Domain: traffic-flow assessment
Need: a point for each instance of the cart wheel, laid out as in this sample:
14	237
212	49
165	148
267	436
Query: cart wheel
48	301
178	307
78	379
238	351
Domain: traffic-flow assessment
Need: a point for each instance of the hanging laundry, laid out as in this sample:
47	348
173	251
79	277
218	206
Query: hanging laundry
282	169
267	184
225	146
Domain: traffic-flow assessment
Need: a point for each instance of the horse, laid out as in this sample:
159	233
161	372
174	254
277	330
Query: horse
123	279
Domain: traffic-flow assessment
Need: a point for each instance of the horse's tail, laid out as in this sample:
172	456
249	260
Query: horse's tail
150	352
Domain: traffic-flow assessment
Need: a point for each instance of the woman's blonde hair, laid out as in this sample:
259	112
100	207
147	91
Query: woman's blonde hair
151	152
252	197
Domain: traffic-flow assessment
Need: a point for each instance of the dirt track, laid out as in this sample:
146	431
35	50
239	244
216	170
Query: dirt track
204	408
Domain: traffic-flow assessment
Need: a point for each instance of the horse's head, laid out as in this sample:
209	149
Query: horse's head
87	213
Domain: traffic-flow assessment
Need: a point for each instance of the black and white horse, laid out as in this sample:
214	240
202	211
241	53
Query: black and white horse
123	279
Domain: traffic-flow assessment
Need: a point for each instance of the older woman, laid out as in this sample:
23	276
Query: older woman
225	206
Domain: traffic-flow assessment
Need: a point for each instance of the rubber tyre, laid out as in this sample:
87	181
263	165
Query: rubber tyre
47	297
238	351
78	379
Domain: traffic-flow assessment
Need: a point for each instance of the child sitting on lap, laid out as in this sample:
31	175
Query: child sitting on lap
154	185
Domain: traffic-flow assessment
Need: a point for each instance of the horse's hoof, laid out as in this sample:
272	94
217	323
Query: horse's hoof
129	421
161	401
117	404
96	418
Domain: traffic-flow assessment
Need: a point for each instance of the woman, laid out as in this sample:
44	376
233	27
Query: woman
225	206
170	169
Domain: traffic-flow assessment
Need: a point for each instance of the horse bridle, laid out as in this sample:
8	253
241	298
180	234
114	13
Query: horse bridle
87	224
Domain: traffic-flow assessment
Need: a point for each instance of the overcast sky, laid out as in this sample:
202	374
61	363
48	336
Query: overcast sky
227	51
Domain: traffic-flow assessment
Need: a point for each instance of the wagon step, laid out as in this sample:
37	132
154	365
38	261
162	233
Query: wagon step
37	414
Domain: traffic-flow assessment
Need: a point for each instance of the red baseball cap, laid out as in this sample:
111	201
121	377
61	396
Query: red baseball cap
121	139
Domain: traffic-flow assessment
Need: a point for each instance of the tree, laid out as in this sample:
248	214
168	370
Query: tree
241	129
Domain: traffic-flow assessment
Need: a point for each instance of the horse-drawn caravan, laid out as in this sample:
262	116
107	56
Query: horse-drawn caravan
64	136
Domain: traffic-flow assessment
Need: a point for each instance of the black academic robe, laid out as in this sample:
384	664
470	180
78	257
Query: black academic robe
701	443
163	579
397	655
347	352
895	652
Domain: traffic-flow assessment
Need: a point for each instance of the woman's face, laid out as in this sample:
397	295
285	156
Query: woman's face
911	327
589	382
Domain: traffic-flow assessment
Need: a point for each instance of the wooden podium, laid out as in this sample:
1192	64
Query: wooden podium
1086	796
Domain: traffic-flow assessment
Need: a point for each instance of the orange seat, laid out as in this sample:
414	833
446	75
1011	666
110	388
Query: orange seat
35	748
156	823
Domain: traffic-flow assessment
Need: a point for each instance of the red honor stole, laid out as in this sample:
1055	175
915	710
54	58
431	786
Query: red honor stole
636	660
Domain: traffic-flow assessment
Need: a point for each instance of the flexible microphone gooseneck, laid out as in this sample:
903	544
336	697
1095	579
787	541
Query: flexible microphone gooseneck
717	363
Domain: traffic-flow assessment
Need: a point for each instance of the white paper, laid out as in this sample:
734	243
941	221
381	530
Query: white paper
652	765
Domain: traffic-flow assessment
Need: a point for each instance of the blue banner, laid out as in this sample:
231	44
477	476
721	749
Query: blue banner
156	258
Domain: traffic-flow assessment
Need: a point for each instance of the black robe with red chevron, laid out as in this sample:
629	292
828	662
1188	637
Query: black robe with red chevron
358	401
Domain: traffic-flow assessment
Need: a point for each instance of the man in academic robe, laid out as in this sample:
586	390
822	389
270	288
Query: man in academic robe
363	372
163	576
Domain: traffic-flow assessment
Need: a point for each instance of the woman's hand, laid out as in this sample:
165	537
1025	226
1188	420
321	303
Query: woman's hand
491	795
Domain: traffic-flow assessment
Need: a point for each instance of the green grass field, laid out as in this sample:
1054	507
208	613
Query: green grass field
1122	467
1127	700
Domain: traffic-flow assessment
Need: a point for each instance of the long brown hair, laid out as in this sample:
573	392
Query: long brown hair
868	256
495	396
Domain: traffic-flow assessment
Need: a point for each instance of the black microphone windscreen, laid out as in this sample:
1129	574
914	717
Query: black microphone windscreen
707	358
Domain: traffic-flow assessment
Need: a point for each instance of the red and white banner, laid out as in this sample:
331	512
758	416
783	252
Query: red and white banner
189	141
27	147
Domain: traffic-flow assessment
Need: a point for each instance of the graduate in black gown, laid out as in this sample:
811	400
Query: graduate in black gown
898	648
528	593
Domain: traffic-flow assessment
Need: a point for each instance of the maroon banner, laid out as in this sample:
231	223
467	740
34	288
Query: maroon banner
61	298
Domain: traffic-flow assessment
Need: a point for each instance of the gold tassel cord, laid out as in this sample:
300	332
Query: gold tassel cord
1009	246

══════════════════════════════

What the exercise asks. Please set down the entire material above exactly as presented.

Result of this exercise.
Domain: traffic-flow assessment
Need: a point for each instance of the cart wheel, laid out as in this sample:
14	237
212	49
165	148
267	436
Query: cart wheel
48	301
178	307
78	379
238	351
Domain: traffic-flow assessment
Need: a point for each instance of the hanging laundry, laid out as in this sample:
47	348
173	251
79	277
218	206
Query: hanging laundry
282	169
267	184
225	146
Domain: traffic-flow assessment
Need: a point for each instance of the horse, laid out as in this sample:
159	233
161	372
174	254
277	330
Query: horse
123	279
Domain: traffic-flow assessment
Need: a point for each instance of the horse's tail, laid out as in this sample:
172	456
249	260
Query: horse's tail
150	352
Domain: traffic-flow assessment
Need: a point for each instance of the woman's blonde hair, laid out as in this sample:
259	112
100	207
147	91
Query: woman's blonde hair
151	152
252	197
Domain: traffic-flow assessment
Need: a point for each instance of the dirt track, laid out as in this sample:
146	431
35	50
239	244
216	170
Query: dirt track
204	408
Domain: traffic-flow assessment
Need: a point for each instance of the horse's head, laid out as in this sample:
209	149
Query: horse's head
87	213
Domain: traffic-flow assessment
Need: a point for each instance of the black and white horse, laid out as in this sample:
214	240
202	211
241	53
Query: black and white horse
123	279
Domain: traffic-flow assessment
Need: a point for each instance of the older woman, laid out as in this sample:
23	276
Query: older woman
225	206
Domain: traffic-flow assessment
Need: a point for each instance of the rubber tyre, laid out as in this sample:
87	181
263	165
Query: rubber tyre
47	297
238	351
78	379
Domain: traffic-flow assessment
Need: a point for each instance of the child sitting on lap, laid out as in this sample:
31	175
Query: child sitting on lap
154	185
Domain: traffic-flow assessment
Need: a point for each instance of the horse's hoof, laid out as in this sample:
272	94
217	323
Query: horse's hoof
129	421
161	401
117	404
96	418
Domain: traffic-flow assessment
Need: a point for each instance of the woman, laid out as in this sample:
44	376
233	27
Query: woman
225	206
170	169
Domain: traffic-flow assessment
Need: a point for each instance of the horse bridle, laid out as in this sample:
8	253
241	298
180	234
114	13
Query: horse bridle
87	224
Domain: traffic-flow assessment
Need: a point for each instance of the overcast sky, laid out as in this sample:
202	374
61	363
48	336
Query: overcast sky
227	51
Domain: traffic-flow assessment
Need: a point for each instance of the wagon step, laid out as in this sample:
37	132
154	365
38	261
162	233
Query: wagon step
37	414
Domain: traffic-flow assessment
Need: a point for each instance of the red baseball cap, laid out as in this sample:
111	201
121	377
61	396
Query: red baseball cap
121	139
Domain: traffic-flow assessment
Need: a point for each instance of the tree, laid out as in this sample:
248	214
168	370
Query: tree
241	129
Domain: traffic-flow assessment
Need: a point for each instance of the horse-drawn caravan, laid out as in this sample:
262	116
107	56
Query: horse-drawn caravan
64	136
Domain: traffic-flow assessment
Need: a point for each instance of the black academic robe, laid out as in this sample:
384	664
470	180
78	257
Query: black academic robe
701	443
163	579
397	655
347	352
895	652
Domain: traffic-flow assessment
Need: a point for each instance of the woman's face, laid out as in this sample:
397	295
285	156
Query: woman's face
911	327
589	382
Domain: traffic-flow assessment
Need: a point for each instance of the wooden podium, laid out as in this sample:
1192	64
Query: wooden podium
1086	796
Domain: traffic-flow assessment
Need: a point for each instance of the orange seat, laid out as in this sample:
414	833
446	75
1011	666
110	388
Query: orange seat
35	748
156	823
Domain: traffic-flow assessment
Need: a point for each instance of the red honor stole, laid out as in this sample:
1055	175
915	710
54	58
431	786
Query: red honor stole
636	660
Domain: traffic-flow assessment
Need: a point for each instance of the flexible microphone gooseneck, laid out as in this sample:
903	544
336	697
1095	579
787	541
Query: flexible microphone gooseneck
717	363
Domain: traffic-flow assessment
Need: a point for each instance of the white paper, laid out as in this sample:
734	243
941	221
381	530
Query: white paper
652	765
Domain: traffic-flow assessment
Need: a point for each instance of the blue banner, laid out as in this sample:
231	44
477	476
721	749
Query: blue banner
156	258
Domain: traffic-flow assessment
Need: a point for each instance of the black robe with red chevron, laid out as in this sample:
629	292
828	662
1188	637
Query: black robe with red chevron
358	401
Domain: traffic-flow assessment
Need: a point for each instance of the man in academic robe, laid out as in this sample:
586	390
822	389
270	288
Query: man in academic robe
363	372
163	576
Domain: traffic-flow assessment
Need: a point for each instance of the woman's hand, laid out as in this sample:
165	537
1025	226
1188	420
321	303
Query: woman's hand
491	795
Domain: traffic-flow assessment
Need: a point for each instance of the green grass field, laid out as in this sample:
1054	507
208	613
Query: green grass field
1122	467
1127	700
Domain: traffic-flow assessment
Need: a point for each instance of the long brown hair, laid out as in this sample:
573	392
Query: long brown hair
868	256
495	396
Domain: traffic-flow assessment
Need: a point for each instance of the black microphone windscreen, laid out as in this sample:
1129	574
914	717
Query: black microphone windscreen
707	358
Domain: traffic-flow assessment
Need: a point for each instance of the red and white banner, laid out as in this sample:
331	512
758	416
783	252
Query: red and white banner
189	141
27	147
Domain: traffic-flow assessment
Need: a point for each instance of the graduate in black gown, laid out as in this sample:
811	400
Query: graduate in black gown
898	648
528	593
Domain: traffic-flow assessment
Need: a point for each instance of the maroon banner, laid out as in this sample:
231	223
467	740
34	288
Query: maroon banner
61	298
Domain: traffic-flow assessment
Need: a point for each instance of the gold tassel cord, laid out as in this sample:
300	332
Query: gold tassel cord
1009	246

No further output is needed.